§ **WORK ITEM**
What follows is a set of records. Repeat them word for word.

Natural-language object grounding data
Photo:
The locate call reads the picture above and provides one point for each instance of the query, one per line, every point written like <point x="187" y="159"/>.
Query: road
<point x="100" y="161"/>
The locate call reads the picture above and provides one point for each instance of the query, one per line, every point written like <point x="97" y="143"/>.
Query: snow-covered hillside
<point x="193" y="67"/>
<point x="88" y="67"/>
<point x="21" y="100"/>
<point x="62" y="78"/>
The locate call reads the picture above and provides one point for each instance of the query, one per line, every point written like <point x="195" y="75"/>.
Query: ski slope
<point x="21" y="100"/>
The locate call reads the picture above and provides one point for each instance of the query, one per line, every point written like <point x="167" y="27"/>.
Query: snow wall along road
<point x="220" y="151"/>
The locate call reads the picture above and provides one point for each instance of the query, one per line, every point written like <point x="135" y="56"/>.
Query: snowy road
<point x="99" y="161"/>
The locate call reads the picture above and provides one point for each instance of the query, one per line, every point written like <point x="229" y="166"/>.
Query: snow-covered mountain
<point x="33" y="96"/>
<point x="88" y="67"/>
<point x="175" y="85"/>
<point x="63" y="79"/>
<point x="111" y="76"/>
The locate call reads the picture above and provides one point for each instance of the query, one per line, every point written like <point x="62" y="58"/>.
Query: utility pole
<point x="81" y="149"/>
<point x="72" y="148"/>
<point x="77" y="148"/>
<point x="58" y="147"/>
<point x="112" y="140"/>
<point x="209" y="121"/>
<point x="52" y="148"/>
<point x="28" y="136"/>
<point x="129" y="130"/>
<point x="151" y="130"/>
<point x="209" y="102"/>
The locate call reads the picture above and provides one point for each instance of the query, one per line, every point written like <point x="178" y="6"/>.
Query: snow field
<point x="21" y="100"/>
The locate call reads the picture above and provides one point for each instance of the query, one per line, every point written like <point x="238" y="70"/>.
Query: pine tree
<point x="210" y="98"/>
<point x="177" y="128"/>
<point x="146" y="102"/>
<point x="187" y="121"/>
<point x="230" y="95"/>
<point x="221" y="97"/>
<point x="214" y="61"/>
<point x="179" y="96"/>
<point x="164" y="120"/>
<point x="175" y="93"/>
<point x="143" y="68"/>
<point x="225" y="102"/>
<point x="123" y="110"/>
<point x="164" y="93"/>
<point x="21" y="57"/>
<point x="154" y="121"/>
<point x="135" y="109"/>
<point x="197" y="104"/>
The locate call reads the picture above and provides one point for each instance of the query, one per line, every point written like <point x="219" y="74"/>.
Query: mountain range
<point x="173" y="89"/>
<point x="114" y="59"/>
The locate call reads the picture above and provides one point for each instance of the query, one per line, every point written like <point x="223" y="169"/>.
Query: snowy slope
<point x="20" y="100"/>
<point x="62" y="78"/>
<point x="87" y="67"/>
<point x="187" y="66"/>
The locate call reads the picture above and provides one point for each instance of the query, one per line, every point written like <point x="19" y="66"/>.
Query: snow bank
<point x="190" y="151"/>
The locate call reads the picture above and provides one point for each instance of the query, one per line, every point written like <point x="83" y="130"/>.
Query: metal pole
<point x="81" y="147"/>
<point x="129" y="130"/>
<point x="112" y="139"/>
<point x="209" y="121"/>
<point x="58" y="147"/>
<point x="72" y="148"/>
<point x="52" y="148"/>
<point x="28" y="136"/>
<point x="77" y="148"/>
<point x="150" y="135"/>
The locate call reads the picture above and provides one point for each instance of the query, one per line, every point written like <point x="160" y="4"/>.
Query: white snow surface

§ **WRITTEN ANSWER**
Photo:
The locate call reads the picture above and provides one point for each instance of the query, one per line, every point written like <point x="187" y="159"/>.
Query: road
<point x="100" y="161"/>
The locate call reads the picture above and provides one point for each instance of the query, one per line, every point written like <point x="97" y="143"/>.
Query: snow-covered hillside
<point x="193" y="67"/>
<point x="88" y="67"/>
<point x="21" y="100"/>
<point x="62" y="78"/>
The locate call reads the picture above and provides one point for each instance of the query, one per line, every point written like <point x="195" y="75"/>.
Query: ski slope
<point x="21" y="100"/>
The locate call reads the picture above and provides one point for each instance of the query, one per line, every point written like <point x="167" y="27"/>.
Query: snow wall along road
<point x="220" y="151"/>
The locate call reads the picture above and provides one point for each instance of the query, one per line, every point written like <point x="135" y="56"/>.
Query: snowy road
<point x="99" y="161"/>
The locate call reads the picture above and provides one point for each instance of the query, one per line, every point written like <point x="229" y="166"/>.
Query: snow-covered mountain
<point x="33" y="96"/>
<point x="88" y="67"/>
<point x="175" y="85"/>
<point x="63" y="79"/>
<point x="111" y="76"/>
The locate call reads the picture above and provides one point for each instance of the query, one per line, every point written like <point x="62" y="58"/>.
Query: utility pole
<point x="81" y="149"/>
<point x="72" y="148"/>
<point x="77" y="148"/>
<point x="58" y="147"/>
<point x="112" y="140"/>
<point x="209" y="121"/>
<point x="52" y="148"/>
<point x="28" y="136"/>
<point x="129" y="130"/>
<point x="151" y="130"/>
<point x="209" y="102"/>
The locate call reads the picture above and provides one point for each instance of the query, one per line, every point written like <point x="178" y="6"/>.
Query: snow field
<point x="21" y="100"/>
The locate call reads the picture above and provides one point for each instance of the query, one per line, every point written like <point x="238" y="70"/>.
Query: pine tree
<point x="210" y="98"/>
<point x="177" y="128"/>
<point x="146" y="102"/>
<point x="187" y="121"/>
<point x="230" y="95"/>
<point x="221" y="97"/>
<point x="214" y="61"/>
<point x="179" y="96"/>
<point x="164" y="120"/>
<point x="175" y="93"/>
<point x="143" y="68"/>
<point x="225" y="102"/>
<point x="123" y="110"/>
<point x="164" y="93"/>
<point x="21" y="57"/>
<point x="154" y="121"/>
<point x="135" y="109"/>
<point x="197" y="104"/>
The locate call reads the picture above and provides one point for each instance of the query, one per line, every point written like <point x="219" y="74"/>.
Query: mountain range
<point x="173" y="89"/>
<point x="114" y="59"/>
The locate call reads the picture above and provides one point for each instance of the query, one per line, every point written like <point x="223" y="169"/>.
Query: snowy slope
<point x="20" y="100"/>
<point x="62" y="78"/>
<point x="87" y="67"/>
<point x="187" y="66"/>
The locate call reads the picture above and provides one point for each instance of the query, one per line, every point written like <point x="19" y="66"/>.
Query: snow bank
<point x="190" y="151"/>
The locate call reads the picture above and provides one point for each instance of the query, one per line, every point written like <point x="83" y="130"/>.
Query: metal pole
<point x="81" y="147"/>
<point x="129" y="130"/>
<point x="112" y="139"/>
<point x="209" y="121"/>
<point x="58" y="147"/>
<point x="72" y="148"/>
<point x="52" y="148"/>
<point x="28" y="136"/>
<point x="77" y="148"/>
<point x="150" y="135"/>
The locate call reads the picture above and provides one point for each instance of the query, one per line, every point written like <point x="160" y="4"/>.
Query: white snow surface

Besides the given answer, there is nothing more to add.